Supplied records:
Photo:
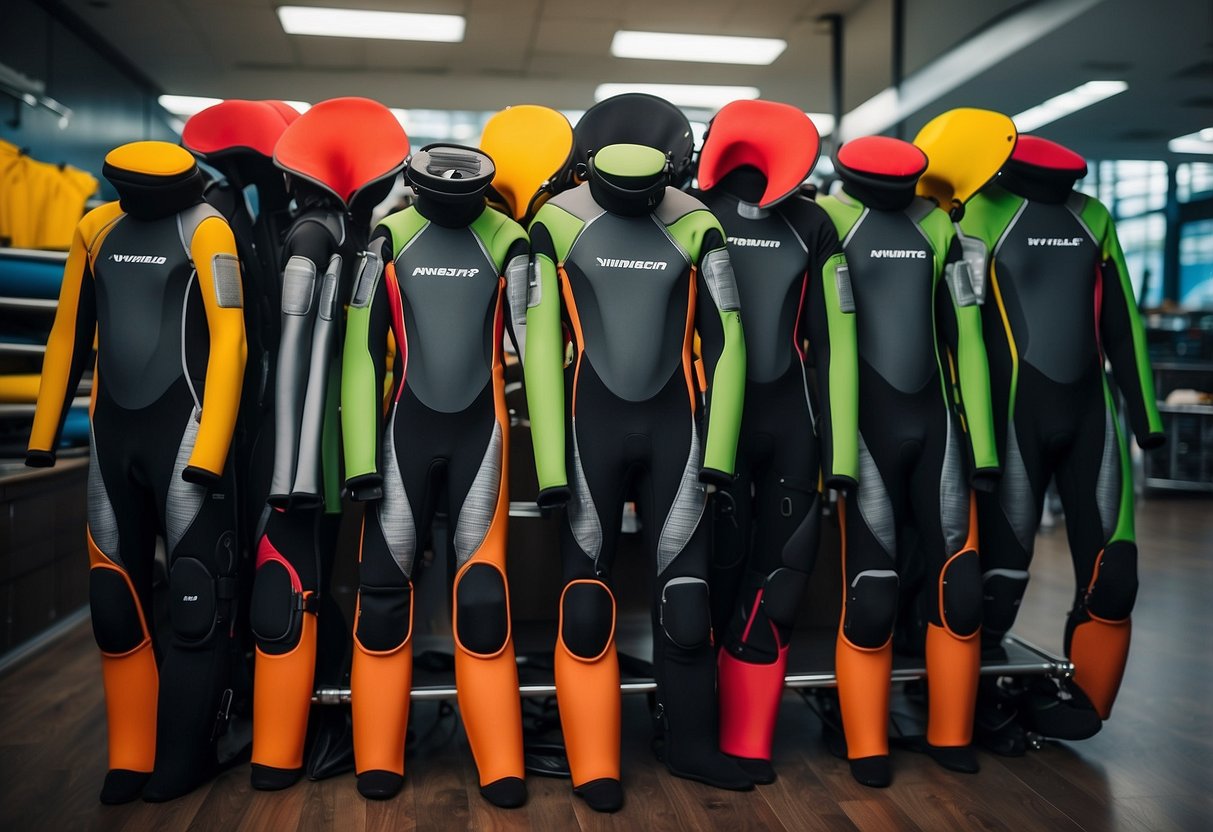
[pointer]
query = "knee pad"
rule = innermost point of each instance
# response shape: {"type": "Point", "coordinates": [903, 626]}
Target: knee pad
{"type": "Point", "coordinates": [871, 608]}
{"type": "Point", "coordinates": [278, 607]}
{"type": "Point", "coordinates": [781, 594]}
{"type": "Point", "coordinates": [197, 600]}
{"type": "Point", "coordinates": [117, 624]}
{"type": "Point", "coordinates": [587, 619]}
{"type": "Point", "coordinates": [1002, 590]}
{"type": "Point", "coordinates": [482, 611]}
{"type": "Point", "coordinates": [685, 613]}
{"type": "Point", "coordinates": [1114, 590]}
{"type": "Point", "coordinates": [385, 617]}
{"type": "Point", "coordinates": [960, 593]}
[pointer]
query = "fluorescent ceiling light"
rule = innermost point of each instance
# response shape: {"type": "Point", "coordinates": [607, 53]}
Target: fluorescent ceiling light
{"type": "Point", "coordinates": [376, 26]}
{"type": "Point", "coordinates": [1058, 107]}
{"type": "Point", "coordinates": [684, 95]}
{"type": "Point", "coordinates": [1199, 142]}
{"type": "Point", "coordinates": [187, 104]}
{"type": "Point", "coordinates": [701, 49]}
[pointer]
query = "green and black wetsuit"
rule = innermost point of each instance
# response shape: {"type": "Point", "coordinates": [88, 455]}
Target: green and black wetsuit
{"type": "Point", "coordinates": [1058, 306]}
{"type": "Point", "coordinates": [918, 328]}
{"type": "Point", "coordinates": [625, 272]}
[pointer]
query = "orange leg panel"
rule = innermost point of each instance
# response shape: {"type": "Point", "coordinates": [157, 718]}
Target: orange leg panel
{"type": "Point", "coordinates": [864, 681]}
{"type": "Point", "coordinates": [380, 685]}
{"type": "Point", "coordinates": [1099, 650]}
{"type": "Point", "coordinates": [280, 701]}
{"type": "Point", "coordinates": [954, 665]}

Brief: Please retype every record shown above, exactly as written, but without pictures.

Response box:
Photo:
[pointer]
query = "knee pad"
rule = innermost point of each instance
# response shape: {"type": "Point", "coordinates": [903, 626]}
Target: knee pad
{"type": "Point", "coordinates": [871, 608]}
{"type": "Point", "coordinates": [278, 607]}
{"type": "Point", "coordinates": [781, 594]}
{"type": "Point", "coordinates": [197, 600]}
{"type": "Point", "coordinates": [117, 624]}
{"type": "Point", "coordinates": [587, 619]}
{"type": "Point", "coordinates": [1002, 590]}
{"type": "Point", "coordinates": [482, 611]}
{"type": "Point", "coordinates": [685, 613]}
{"type": "Point", "coordinates": [1114, 590]}
{"type": "Point", "coordinates": [385, 617]}
{"type": "Point", "coordinates": [960, 593]}
[pointer]
query = "fluorescent ceiling light"
rule = innermost point of each instance
# response shape: {"type": "Point", "coordinates": [607, 53]}
Target: fluorescent ceiling light
{"type": "Point", "coordinates": [376, 26]}
{"type": "Point", "coordinates": [1058, 107]}
{"type": "Point", "coordinates": [684, 95]}
{"type": "Point", "coordinates": [1199, 142]}
{"type": "Point", "coordinates": [187, 104]}
{"type": "Point", "coordinates": [701, 49]}
[pointer]
query = "green and black wetsuit"
rule = innermost point of each instance
# response shape: {"type": "Point", "coordinates": [88, 455]}
Target: green and black wetsuit
{"type": "Point", "coordinates": [1058, 306]}
{"type": "Point", "coordinates": [918, 328]}
{"type": "Point", "coordinates": [625, 272]}
[pointer]
query = "orange leg panel"
rule = innermost point of each instance
# response shape: {"type": "Point", "coordinates": [157, 718]}
Target: orange leg panel
{"type": "Point", "coordinates": [864, 681]}
{"type": "Point", "coordinates": [380, 685]}
{"type": "Point", "coordinates": [1099, 650]}
{"type": "Point", "coordinates": [280, 701]}
{"type": "Point", "coordinates": [954, 665]}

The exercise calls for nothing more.